Goal of the exercise: Write out, word for word, everything in the essay on healing through writing from "When I’m not" down to "tell about ourselves.".

--- START OF Page ---

The Healing Power of Writing

At nearly 27 years old, it is safe to say that writing in a journal has been my lifesaver for many years. Acting as a spiritual guide and detailed snapshot into my own subconscious, it has brought awareness to many areas of my life that I – at the time – wanted to ignore. In many ways, the personal habit of writing landed me where I am today – making a living by way of expression through words.

I, as I’m sure you have too, have gone through many difficulties and challenges in life. From the loss of loved ones to getting scolded by a parent, there have been a plethora of instances where in the midst of pain I have instinctively reached for my journal as a source of clarity and solace.

During pain of any sort, it can feel like we are free-falling. Writing helped me hold on to the pieces of myself during times where I wasn’t sure I’d make it. However, at 20 years old, after me and my then-partner called off our wedding, I began the most important journey of my life: the Inner Journey. We are all familiar with the feeling of wanting to run from our emotions, and yet the beautiful thing about writing is that while it can still be difficult, writing allows for a safe space to navigate life’s ebbs and flows.

The idea I want to share with you today is this:

Writing, by hand, is a way to slow down and become radically present with your story as it is unfolding.

The Stories We Tell Ourselves

you cannot outrun your own emotions

When I’m not writing for work, I’m writing for play. Specifically, writing as a way to facilitate healing. My purpose lives deeply in self-healing work and I thrive off of helping others (and myself, most importantly) see that they have all the tools to give themselves the healing they need. One thing I’ve realized is that you cannot outrun your own emotions. Inevitably, they will catch up with us, though we try hard to deter this truth.

Writing is bearing witness to your own story, and your journal and pen give you a safe space to show up authentically. Humans are innately narrative beings, and our identities hinge on the stories and beliefs we have about ourselves and one another. And oftentimes, we forget that we are in charge of the stories we tell about ourselves.

When life gets hard, we want to run. Run from every tsunami of emotions, every hard conversation, every opportunity to cry. What is much easier is choosing to be a victim. “Why me?” is a question I’ve asked myself many times, and while it would be easier to say life is unfair, it’s not. Life is challenging, beautifully terrifying, incredible and crushing at times – and the Universe allows things to unfold as they do for a purpose beyond my limited comprehension. Part of my healing journey is metabolizing my pain, integrating it into my life and discovering new ways to navigate it – and the most powerful way I’ve found so far is through writing.

Integration Welcomes Transformation

So, rather than running from our pain, what do we do?

Ask it some questions. Get to know it. Comfort the hurting parts of yourself that you’ve deemed too “dark” to show. Write someone who has hurt you a letter, and say everything you need to say.

Several years ago, during a rather depressive state in my life, I had a profound and simple realization:

that it was up to me to rewrite the stories I had about myself and my life.

--- END OF Page ---
--- START OF Raw data ---

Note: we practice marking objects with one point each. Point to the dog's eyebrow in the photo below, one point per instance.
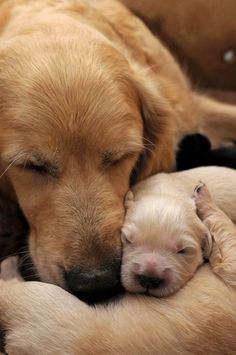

--- END OF Raw data ---

Task answer:
When I’m not writing for work, I’m writing for play. Specifically, writing as a way to facilitate healing. My purpose lives deeply in self-healing work and I thrive off of helping others (and myself, most importantly) see that they have all the tools to give themselves the healing they need. One thing I’ve realized is that you cannot outrun your own emotions. Inevitably, they will catch up with us, though we try hard to deter this truth.

Writing is bearing witness to your own story, and your journal and pen give you a safe space to show up authentically. Humans are innately narrative beings, and our identities hinge on the stories and beliefs we have about ourselves and one another. And oftentimes, we forget that we are in charge of the stories we tell about ourselves.